## DIRECTIVE
Edit the lines below so that "pixel coordinates" is replaced by "image coordinates" everywhere it occurs, and keep every other part of the lines unchanged.

# # # # #

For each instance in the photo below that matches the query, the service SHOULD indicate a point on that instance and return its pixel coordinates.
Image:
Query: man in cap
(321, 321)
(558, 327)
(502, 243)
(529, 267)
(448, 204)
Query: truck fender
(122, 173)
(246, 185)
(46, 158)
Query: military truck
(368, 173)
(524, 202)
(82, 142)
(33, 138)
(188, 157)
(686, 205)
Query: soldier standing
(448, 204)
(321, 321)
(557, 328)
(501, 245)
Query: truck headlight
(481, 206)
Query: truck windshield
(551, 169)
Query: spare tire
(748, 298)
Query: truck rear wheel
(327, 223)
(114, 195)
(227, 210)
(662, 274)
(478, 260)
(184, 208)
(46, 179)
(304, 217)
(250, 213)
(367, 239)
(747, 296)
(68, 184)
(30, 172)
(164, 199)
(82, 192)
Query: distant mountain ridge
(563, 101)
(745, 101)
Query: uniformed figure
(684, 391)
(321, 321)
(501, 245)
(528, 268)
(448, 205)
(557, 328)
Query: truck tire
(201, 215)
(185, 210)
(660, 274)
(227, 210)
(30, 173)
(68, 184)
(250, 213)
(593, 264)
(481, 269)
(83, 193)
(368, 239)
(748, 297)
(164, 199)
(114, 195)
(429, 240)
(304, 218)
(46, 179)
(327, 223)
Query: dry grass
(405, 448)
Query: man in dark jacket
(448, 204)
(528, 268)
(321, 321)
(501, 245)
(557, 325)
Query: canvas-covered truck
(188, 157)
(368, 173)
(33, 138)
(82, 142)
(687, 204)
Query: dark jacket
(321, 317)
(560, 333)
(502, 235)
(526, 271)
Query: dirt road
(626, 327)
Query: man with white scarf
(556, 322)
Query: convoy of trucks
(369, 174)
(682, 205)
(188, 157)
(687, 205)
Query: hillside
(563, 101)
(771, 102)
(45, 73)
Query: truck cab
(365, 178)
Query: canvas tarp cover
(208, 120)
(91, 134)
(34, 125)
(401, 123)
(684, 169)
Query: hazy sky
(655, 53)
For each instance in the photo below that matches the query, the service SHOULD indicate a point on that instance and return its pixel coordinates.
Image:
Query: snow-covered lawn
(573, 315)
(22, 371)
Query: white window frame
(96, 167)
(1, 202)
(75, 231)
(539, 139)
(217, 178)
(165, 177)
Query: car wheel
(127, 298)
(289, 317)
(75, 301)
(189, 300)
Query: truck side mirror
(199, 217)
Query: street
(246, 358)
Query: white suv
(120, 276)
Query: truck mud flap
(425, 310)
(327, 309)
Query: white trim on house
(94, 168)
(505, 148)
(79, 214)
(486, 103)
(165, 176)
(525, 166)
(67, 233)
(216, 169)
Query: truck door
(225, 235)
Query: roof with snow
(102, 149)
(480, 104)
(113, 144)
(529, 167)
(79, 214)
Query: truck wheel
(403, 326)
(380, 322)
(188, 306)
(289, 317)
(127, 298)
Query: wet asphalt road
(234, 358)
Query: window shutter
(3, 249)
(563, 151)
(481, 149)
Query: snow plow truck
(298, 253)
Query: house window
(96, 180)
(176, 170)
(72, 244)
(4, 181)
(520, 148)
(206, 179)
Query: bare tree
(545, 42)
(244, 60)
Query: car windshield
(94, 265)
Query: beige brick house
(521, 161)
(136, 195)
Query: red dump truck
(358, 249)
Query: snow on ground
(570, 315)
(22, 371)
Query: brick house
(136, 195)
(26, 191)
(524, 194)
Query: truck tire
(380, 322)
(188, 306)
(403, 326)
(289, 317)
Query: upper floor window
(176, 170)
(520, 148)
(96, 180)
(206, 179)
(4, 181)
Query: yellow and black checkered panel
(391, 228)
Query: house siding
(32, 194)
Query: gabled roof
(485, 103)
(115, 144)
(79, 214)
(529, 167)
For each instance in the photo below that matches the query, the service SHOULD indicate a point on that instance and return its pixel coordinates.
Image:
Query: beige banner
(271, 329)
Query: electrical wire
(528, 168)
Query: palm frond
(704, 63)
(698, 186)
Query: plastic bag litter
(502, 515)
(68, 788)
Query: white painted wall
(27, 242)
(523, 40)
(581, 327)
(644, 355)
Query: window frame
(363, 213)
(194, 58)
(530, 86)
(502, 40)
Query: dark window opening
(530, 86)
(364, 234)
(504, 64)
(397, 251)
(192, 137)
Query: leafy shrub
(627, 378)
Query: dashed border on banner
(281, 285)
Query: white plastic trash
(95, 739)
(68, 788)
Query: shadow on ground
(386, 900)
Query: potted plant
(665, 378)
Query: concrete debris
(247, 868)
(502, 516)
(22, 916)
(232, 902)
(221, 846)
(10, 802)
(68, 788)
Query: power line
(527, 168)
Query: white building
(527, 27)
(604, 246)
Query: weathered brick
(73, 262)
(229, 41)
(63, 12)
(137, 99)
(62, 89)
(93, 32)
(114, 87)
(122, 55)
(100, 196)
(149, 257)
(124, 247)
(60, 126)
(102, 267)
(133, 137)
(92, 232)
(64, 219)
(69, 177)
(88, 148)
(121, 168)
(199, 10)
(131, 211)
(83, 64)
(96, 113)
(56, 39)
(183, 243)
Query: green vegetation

# # # # #

## EXERCISE RESPONSE
For each instance in the photo below that matches the query, the service SHOULD indicate a point on that instance and return its image coordinates.
Image:
Query: man in cap
(321, 321)
(558, 327)
(502, 243)
(529, 267)
(448, 204)
Query: truck fender
(122, 173)
(246, 185)
(46, 158)
Query: military truck
(368, 173)
(524, 202)
(82, 142)
(33, 138)
(188, 157)
(686, 205)
Query: soldier standing
(448, 204)
(321, 321)
(557, 328)
(501, 245)
Query: truck headlight
(481, 206)
Query: truck windshield
(551, 169)
Query: spare tire
(748, 298)
Query: truck rear wheel
(327, 223)
(114, 195)
(227, 210)
(662, 274)
(478, 260)
(184, 208)
(46, 179)
(304, 217)
(250, 213)
(367, 239)
(747, 296)
(68, 184)
(30, 172)
(164, 199)
(82, 192)
Query: distant mountain ridge
(563, 101)
(745, 101)
Query: uniformed figure
(684, 391)
(321, 321)
(501, 245)
(528, 268)
(448, 205)
(557, 328)
Query: truck tire
(201, 215)
(185, 210)
(660, 274)
(227, 210)
(30, 173)
(68, 184)
(250, 213)
(593, 264)
(481, 269)
(83, 193)
(368, 239)
(748, 297)
(164, 199)
(114, 195)
(429, 240)
(304, 218)
(46, 179)
(327, 223)
Query: dry grass
(405, 448)
Query: man in dark jacket
(448, 204)
(528, 268)
(321, 321)
(501, 245)
(557, 325)
Query: canvas-covered truck
(188, 157)
(368, 173)
(33, 138)
(82, 142)
(687, 204)
Query: dark jacket
(321, 317)
(560, 333)
(502, 235)
(526, 271)
Query: dirt road
(626, 327)
Query: man with white scarf
(556, 322)
Query: convoy of trucks
(369, 174)
(682, 205)
(188, 157)
(687, 205)
Query: hillside
(563, 101)
(771, 102)
(45, 73)
Query: truck cab
(365, 178)
Query: canvas tarp cover
(208, 120)
(91, 134)
(34, 125)
(401, 123)
(684, 169)
Query: hazy sky
(655, 53)
For each instance in the photo below that matches the query, the service SHOULD indicate a point on that instance and return its image coordinates.
Image:
Query: snow-covered lawn
(573, 315)
(22, 371)
Query: white window frame
(96, 167)
(1, 202)
(75, 231)
(539, 139)
(217, 178)
(165, 177)
Query: car wheel
(127, 298)
(289, 317)
(75, 301)
(189, 300)
Query: truck side mirror
(199, 217)
Query: street
(246, 358)
Query: white suv
(120, 276)
Query: truck mud flap
(425, 310)
(327, 309)
Query: white trim on house
(94, 168)
(505, 148)
(79, 214)
(486, 103)
(165, 176)
(525, 166)
(67, 233)
(216, 169)
Query: truck door
(225, 235)
Query: roof with snow
(102, 149)
(480, 104)
(113, 144)
(529, 167)
(79, 214)
Query: truck wheel
(403, 326)
(380, 322)
(188, 306)
(289, 317)
(127, 298)
Query: wet asphalt road
(234, 358)
Query: window shutter
(3, 249)
(563, 151)
(481, 149)
Query: snow plow truck
(298, 253)
Query: house window
(96, 180)
(176, 170)
(72, 244)
(4, 181)
(520, 148)
(206, 179)
Query: bare tree
(545, 42)
(244, 60)
Query: car windshield
(94, 265)
Query: beige brick house
(521, 161)
(136, 195)
Query: red dump truck
(358, 249)
Query: snow on ground
(570, 315)
(22, 371)
Query: brick house
(136, 195)
(26, 191)
(524, 194)
Query: truck tire
(380, 322)
(188, 306)
(403, 326)
(289, 317)
Query: upper floor window
(176, 170)
(520, 148)
(96, 180)
(206, 179)
(4, 181)
Query: yellow and black checkered panel
(391, 228)
Query: house siding
(32, 194)
Query: gabled roof
(485, 103)
(115, 144)
(79, 214)
(529, 167)
For each instance in the photo below that matches the query, the service SHOULD indicate a point on that instance and return its image coordinates.
Image:
Query: beige banner
(271, 329)
Query: electrical wire
(528, 168)
Query: palm frond
(704, 63)
(698, 186)
Query: plastic bag litter
(502, 515)
(68, 788)
Query: white painted wall
(27, 242)
(523, 40)
(581, 327)
(644, 355)
Query: window frame
(363, 213)
(194, 58)
(530, 86)
(502, 40)
Query: dark window opening
(530, 86)
(364, 234)
(504, 64)
(397, 251)
(192, 137)
Query: leafy shrub
(627, 378)
Query: dashed border on banner
(281, 285)
Query: white plastic trash
(95, 739)
(68, 788)
Query: shadow on ground
(386, 900)
Query: potted plant
(665, 378)
Query: concrete debris
(247, 868)
(502, 516)
(22, 916)
(232, 902)
(221, 846)
(10, 802)
(68, 788)
Query: power line
(527, 168)
Query: white building
(527, 27)
(604, 246)
Query: weathered brick
(73, 262)
(229, 41)
(63, 12)
(137, 99)
(62, 89)
(93, 32)
(114, 87)
(122, 55)
(100, 196)
(149, 257)
(124, 247)
(60, 126)
(102, 267)
(133, 137)
(92, 232)
(64, 219)
(69, 177)
(88, 148)
(121, 168)
(199, 10)
(131, 211)
(83, 64)
(96, 113)
(56, 39)
(183, 243)
Query: green vegetation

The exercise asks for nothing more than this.